>> start

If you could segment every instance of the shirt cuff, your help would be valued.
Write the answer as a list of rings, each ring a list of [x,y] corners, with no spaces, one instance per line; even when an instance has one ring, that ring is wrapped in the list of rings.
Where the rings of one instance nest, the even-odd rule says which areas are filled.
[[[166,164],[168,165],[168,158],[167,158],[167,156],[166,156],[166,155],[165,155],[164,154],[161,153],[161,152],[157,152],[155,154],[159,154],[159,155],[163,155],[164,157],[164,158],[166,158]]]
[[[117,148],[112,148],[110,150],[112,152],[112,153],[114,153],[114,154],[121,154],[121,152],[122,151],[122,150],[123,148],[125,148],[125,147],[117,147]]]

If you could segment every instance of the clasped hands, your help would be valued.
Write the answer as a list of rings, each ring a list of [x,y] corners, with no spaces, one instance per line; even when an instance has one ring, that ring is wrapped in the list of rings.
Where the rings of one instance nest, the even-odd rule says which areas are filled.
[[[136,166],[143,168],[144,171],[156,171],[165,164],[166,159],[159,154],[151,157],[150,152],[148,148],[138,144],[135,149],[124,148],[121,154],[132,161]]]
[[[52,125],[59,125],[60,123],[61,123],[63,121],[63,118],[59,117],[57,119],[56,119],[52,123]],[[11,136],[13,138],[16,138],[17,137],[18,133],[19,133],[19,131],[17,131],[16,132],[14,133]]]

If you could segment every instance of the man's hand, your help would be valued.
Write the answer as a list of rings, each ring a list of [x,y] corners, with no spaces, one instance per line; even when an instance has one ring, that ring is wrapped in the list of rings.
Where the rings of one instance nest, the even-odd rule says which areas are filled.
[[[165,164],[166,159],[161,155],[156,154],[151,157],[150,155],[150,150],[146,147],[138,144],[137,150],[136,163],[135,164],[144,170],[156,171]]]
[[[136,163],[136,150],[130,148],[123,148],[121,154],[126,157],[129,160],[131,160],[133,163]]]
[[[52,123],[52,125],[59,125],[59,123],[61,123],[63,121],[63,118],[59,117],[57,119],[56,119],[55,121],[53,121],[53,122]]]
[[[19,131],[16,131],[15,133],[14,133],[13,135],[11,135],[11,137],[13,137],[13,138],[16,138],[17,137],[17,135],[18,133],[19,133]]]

>> end

> Aim of the task: Reproduce all of the material above, swapping each occurrence of "your help would be valued" for "it would be appreciated" and keeping everything else identical.

> Task answer:
If you could segment every instance of the shirt cuff, it would be appreciated.
Write the answer as a list of rings, each ring a list of [x,y] corners, with no spaces, one instance per line; even when an instance has one ring, that ring is wrapped in the list of rings.
Where the rings of one instance nest, the even-odd rule says which areas are filled.
[[[166,164],[168,165],[168,158],[167,158],[167,156],[166,156],[166,155],[165,155],[164,154],[161,153],[161,152],[157,152],[155,154],[159,154],[159,155],[163,155],[164,157],[164,158],[166,158]]]
[[[117,148],[112,148],[110,150],[112,152],[112,153],[114,153],[114,154],[121,154],[121,152],[122,151],[122,150],[123,148],[125,148],[125,147],[117,147]]]

If you could segment every instance of the clasped hands, it would be appreciated.
Write the answer as a list of rings, each ring a list of [x,y] corners, with no spaces, one instance per line; even when an instance has one ring, that ring is wrapped in the list of rings.
Where the rings of one instance nest, the even-odd rule says which areas are filled.
[[[136,166],[143,168],[144,171],[156,171],[165,164],[166,159],[159,154],[151,157],[150,152],[148,148],[138,144],[135,149],[124,148],[121,154],[132,161]]]
[[[52,125],[59,125],[60,123],[61,123],[63,121],[63,118],[59,117],[57,119],[56,119],[52,123]],[[11,136],[13,138],[16,138],[17,137],[18,133],[19,133],[19,131],[17,131],[16,132],[14,133]]]

If you could segment every instance of the man's hand, it would be appreciated.
Write the answer as a list of rings, each ring a list of [x,y] corners, with no spaces, one instance per line; even when an instance has one ring, that ring is wrapped in the list of rings.
Where the rings of one instance nest, the even-odd rule says which areas are filled.
[[[165,164],[166,159],[161,155],[156,154],[151,157],[150,155],[150,150],[146,147],[138,144],[137,150],[136,163],[135,164],[144,170],[156,171]]]
[[[136,163],[136,150],[130,148],[123,148],[121,154],[126,157],[129,160],[131,160],[133,163]]]
[[[52,123],[52,125],[59,125],[59,123],[61,123],[63,121],[63,118],[59,117],[57,119],[56,119],[55,121],[53,121],[53,122]]]
[[[19,131],[16,131],[15,133],[14,133],[13,135],[11,135],[11,137],[13,137],[13,138],[16,138],[17,137],[17,135],[18,133],[19,133]]]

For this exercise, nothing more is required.